- _TO DO_:
1 > Reproduce the part of the article on Better Markets and spot Bitcoin ETFs between "The non-partisan nonprofit Better Markets, which" and "by crypto proponents.", inclusive, renaming "exchange-traded fund" as "exchange-listed fund".
2 > Carry the article on Better Markets' opposition to spot Bitcoin ETFs forward from its last sentence.

**** SELECTED PASSAGE

Crypto-skeptical nonprofit Better Markets urges SEC to deny spot Bitcoin ETFs

Quick Take

  • The non-partisan nonprofit Better Markets has sent a letter to the SEC urging the agency to deny recent applications for spot Bitcoin exchange-traded funds submitted by several financial firms. 
  • In the letter, Better Markets calls crypto “little more than a socially worthless gambling chip.”

The non-partisan nonprofit Better Markets, which lobbies for more stringent financial regulations, has submitted a comment letter to the Securities and Exchange Commission (SEC) urging the agency to deny several pending applications for a Bitcoin-trading ETF, or exchange-traded fund, a product strongly desired by crypto proponents. 

Better Markets' CEO and co-founder, Dennis M. Kelleher, argues in the letter that the SEC's approval of a spot Bitcoin ETF would pose a "grave threat" to investors, unleashing "...a speculative, volatile, and socially useless financial product on tens of millions of American investors and retirees." 

The SEC's approval of the spot Bitcoin ETF would set a dangerous precedent, Kelleher wrote, making it harder for the agency to win future legal battles and unleashing a maelstrom of "propaganda" by the crypto industry meant to urge "countless retirement savers...to diversify their portfolios" into crypto. 

Kelleher's Qualms

In his letter, Kelleher brought up several specific arguments against the approval of a spot Bitcoin ETF. On the base merits of whether or not the Bitcoin market is mature enough to warrant an ETF, Kelleher rejects that notion, citing the potential for wash trading and the high concentration of Bitcoin among a few owners.

********
**** STORED ROWS

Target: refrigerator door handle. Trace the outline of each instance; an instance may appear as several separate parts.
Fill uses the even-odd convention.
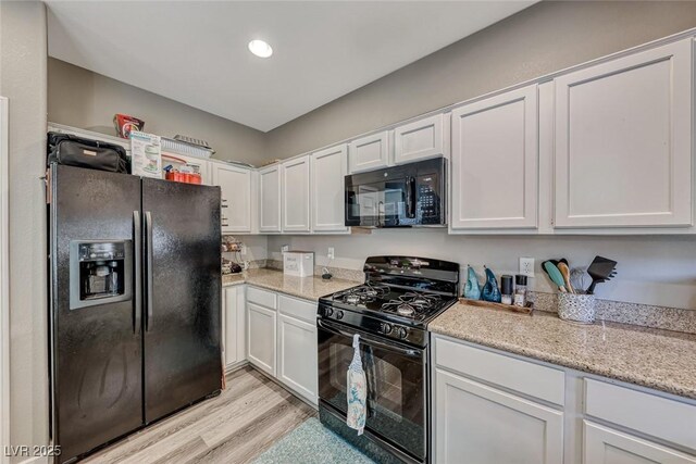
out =
[[[140,333],[140,319],[142,318],[142,231],[140,230],[140,212],[133,212],[133,262],[135,272],[133,278],[135,280],[135,311],[133,314],[133,333]]]
[[[152,330],[152,214],[145,212],[146,305],[145,329]]]

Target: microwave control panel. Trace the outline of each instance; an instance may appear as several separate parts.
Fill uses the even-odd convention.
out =
[[[439,223],[440,198],[437,193],[439,186],[437,185],[436,175],[424,175],[418,177],[417,195],[419,214],[423,224]]]

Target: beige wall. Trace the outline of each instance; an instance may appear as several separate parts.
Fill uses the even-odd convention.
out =
[[[264,134],[60,60],[48,60],[48,120],[115,135],[113,115],[145,121],[145,130],[207,140],[221,160],[260,164]]]
[[[10,104],[10,440],[48,442],[46,9],[0,2],[0,95]]]
[[[268,133],[288,158],[696,26],[696,2],[543,2]]]
[[[269,259],[281,259],[281,247],[313,251],[318,265],[362,269],[370,255],[397,254],[433,258],[476,268],[483,281],[484,264],[496,276],[515,274],[519,258],[535,259],[532,288],[551,292],[542,262],[566,258],[571,267],[586,267],[595,255],[619,262],[617,277],[597,286],[599,298],[631,303],[696,310],[696,237],[548,237],[455,236],[447,229],[383,229],[352,236],[269,236]],[[589,284],[587,277],[586,285]]]
[[[268,133],[268,152],[287,158],[418,114],[467,100],[616,51],[696,27],[696,2],[543,2],[439,50]],[[619,261],[619,275],[598,287],[602,298],[696,309],[694,237],[449,236],[446,230],[376,230],[368,236],[270,237],[314,251],[326,263],[362,268],[371,254],[415,254],[517,271],[536,259],[537,290],[550,291],[540,262],[566,256],[574,266],[595,254]]]

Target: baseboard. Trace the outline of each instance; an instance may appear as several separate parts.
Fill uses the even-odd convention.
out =
[[[229,364],[228,366],[225,366],[225,375],[229,375],[233,372],[239,371],[243,367],[246,367],[249,365],[249,361],[244,360],[244,361],[239,361],[238,363],[234,363],[234,364]]]
[[[48,456],[34,456],[24,461],[20,461],[20,464],[48,464],[49,462],[50,461]]]

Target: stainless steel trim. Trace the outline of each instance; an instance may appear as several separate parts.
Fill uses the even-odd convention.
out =
[[[133,311],[133,333],[140,333],[140,325],[142,318],[142,230],[140,228],[140,212],[133,212],[133,263],[135,279],[135,296],[134,296],[134,311]]]
[[[145,249],[146,249],[146,301],[147,313],[145,317],[145,329],[152,330],[152,214],[145,212]]]
[[[422,358],[423,356],[423,350],[422,349],[414,349],[414,348],[401,348],[398,344],[391,344],[391,343],[385,343],[384,341],[380,341],[377,339],[375,339],[374,337],[370,337],[369,335],[366,335],[363,331],[360,330],[356,330],[353,334],[350,334],[348,331],[341,330],[340,328],[336,327],[336,325],[327,323],[325,321],[322,319],[316,319],[316,325],[326,330],[330,331],[332,334],[335,335],[343,335],[344,337],[349,337],[352,339],[353,335],[358,334],[360,335],[360,339],[363,340],[365,343],[369,344],[373,344],[375,347],[380,347],[384,350],[389,350],[389,351],[395,351],[399,354],[402,354],[405,356],[409,356],[409,358]]]

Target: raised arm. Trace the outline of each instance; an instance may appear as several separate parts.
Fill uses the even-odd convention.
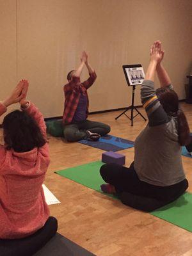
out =
[[[161,87],[167,87],[172,84],[171,79],[161,63],[157,65],[157,73]]]
[[[94,70],[94,69],[90,65],[88,61],[88,54],[86,52],[85,52],[86,55],[86,61],[85,61],[85,65],[87,68],[87,70],[89,72],[90,77],[89,78],[84,81],[83,83],[83,86],[86,88],[88,89],[95,82],[96,78],[97,78],[97,75],[96,73]]]
[[[44,121],[44,116],[38,109],[31,102],[26,100],[27,93],[28,91],[29,83],[25,80],[24,86],[22,90],[23,97],[19,102],[20,108],[22,111],[26,112],[36,122],[41,133],[45,139],[47,138],[46,125]]]
[[[150,50],[150,61],[141,88],[141,99],[147,112],[150,126],[156,126],[168,122],[168,117],[156,93],[154,79],[156,67],[162,59],[161,45],[154,42]]]
[[[81,75],[83,69],[86,62],[86,52],[83,52],[81,57],[81,64],[78,68],[74,71],[72,75],[71,79],[64,86],[65,95],[70,92],[74,86],[80,83],[80,76]]]

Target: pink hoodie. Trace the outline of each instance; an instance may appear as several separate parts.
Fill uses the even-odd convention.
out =
[[[33,116],[46,137],[39,110],[31,103],[22,109]],[[0,103],[0,116],[6,108]],[[49,147],[19,153],[0,146],[0,238],[29,236],[41,228],[49,216],[42,189],[50,163]]]

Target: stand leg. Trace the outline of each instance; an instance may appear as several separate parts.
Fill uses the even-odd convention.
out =
[[[140,115],[140,116],[145,120],[145,121],[147,121],[147,119],[143,115],[136,109],[136,107],[134,106],[134,91],[135,91],[135,85],[132,86],[132,102],[131,102],[131,106],[129,106],[129,107],[127,108],[127,109],[122,112],[120,115],[119,115],[118,116],[115,118],[115,119],[118,119],[119,117],[120,117],[122,115],[125,115],[131,121],[131,126],[133,126],[133,119],[134,117],[136,117],[138,115]],[[129,118],[129,116],[127,116],[125,114],[125,112],[127,112],[129,109],[131,109],[131,118]],[[135,109],[138,114],[135,115],[134,116],[133,116],[133,111],[134,109]]]
[[[116,116],[115,119],[116,120],[116,119],[118,119],[119,117],[120,117],[122,115],[125,114],[125,112],[128,111],[128,110],[130,109],[131,107],[131,106],[129,106],[129,107],[128,107],[127,108],[126,108],[126,109],[125,109],[123,113],[122,113],[120,115],[119,115],[118,116]]]
[[[143,115],[137,109],[137,108],[136,107],[134,107],[134,108],[138,112],[138,113],[140,114],[141,117],[143,117],[143,118],[145,120],[145,121],[147,121],[147,119],[145,118],[145,117],[144,116],[143,116]]]

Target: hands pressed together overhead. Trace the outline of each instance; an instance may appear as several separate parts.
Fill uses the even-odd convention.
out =
[[[88,54],[84,51],[81,54],[81,61],[85,64],[88,63]]]
[[[6,107],[14,103],[19,102],[21,105],[27,102],[26,96],[28,91],[29,83],[28,80],[21,80],[15,89],[13,90],[10,95],[3,103]]]
[[[163,59],[164,53],[164,51],[161,49],[161,42],[160,41],[155,41],[150,50],[150,60],[159,64]]]

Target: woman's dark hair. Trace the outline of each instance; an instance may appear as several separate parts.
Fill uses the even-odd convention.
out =
[[[70,72],[68,73],[67,76],[68,81],[70,81],[71,79],[72,75],[74,71],[76,71],[76,70],[71,70]]]
[[[180,145],[190,142],[189,127],[186,117],[179,108],[179,98],[175,92],[167,88],[160,88],[156,94],[166,113],[169,116],[177,117],[178,140]]]
[[[36,121],[24,111],[15,110],[7,115],[3,128],[4,145],[8,150],[24,152],[47,142]]]

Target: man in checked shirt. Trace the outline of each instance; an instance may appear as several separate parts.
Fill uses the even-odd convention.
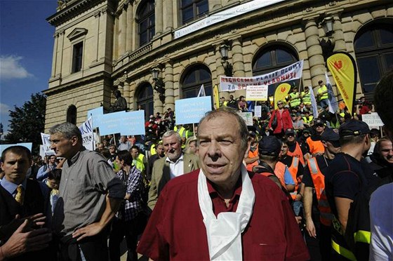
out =
[[[109,243],[109,257],[112,261],[120,260],[120,245],[126,236],[127,260],[138,260],[138,236],[147,222],[147,218],[142,211],[142,174],[135,166],[132,166],[133,157],[127,150],[119,152],[116,163],[120,168],[117,175],[124,182],[126,191],[124,201],[112,221]]]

********

- _ANSWERS BY TASK_:
1 >
The non-partisan nonprofit Better Markets, which lobbies for more stringent financial regulations, has submitted a comment letter to the Securities and Exchange Commission (SEC) urging the agency to deny several pending applications for a Bitcoin-trading ETF, or exchange-listed fund, a product strongly desired by crypto proponents.

2 >
"The potential for fraud in the spot bitcoin market is so great that the rules of an exchange cannot permit the listing and trading of a spot bitcoin ETP and still be consistent with the requirement that the exchange’s rules be designed to prevent fraud and manipulation and protect investors and the public interest," Kelleher wrote. 

Kelleher also seemingly argues that Bitcoin's volatility should itself disqualify the product from being offered to investors, writing, "A simple chart showing that the price of bitcoin can lie flat for prolonged periods of time and then suffer from wild fluctuations during other periods of time indicates that a spot bitcoin ETP poses risks to the public that are inconsistent with the obligation to protect investors and the public interest." 

Kelleher also claims the regulated market is too small to prevent manipulation and that surveillance-sharing agreements would add little in the way of deterrence, closing by calling the potential approval of the spot Bitcoin ETFs "a regulatory mistake of historic proportions." 

What is Better Markets?

A nonprofit non-partisan organization, Better Markets lobbies for increased financial regulation on Wall Street — the organization was once described by the New York Times as "Occupy Wall Street’s suit-wearing cousin."

The lobbying firm once caught the eye of FTX, which once offered the organization a $1 million donation to support the crypto firm's application for approval to the CFTC. Kelleher loudly rejected the donation, calling it "a direct quid pro quo," and urged the CFTC to reject the application.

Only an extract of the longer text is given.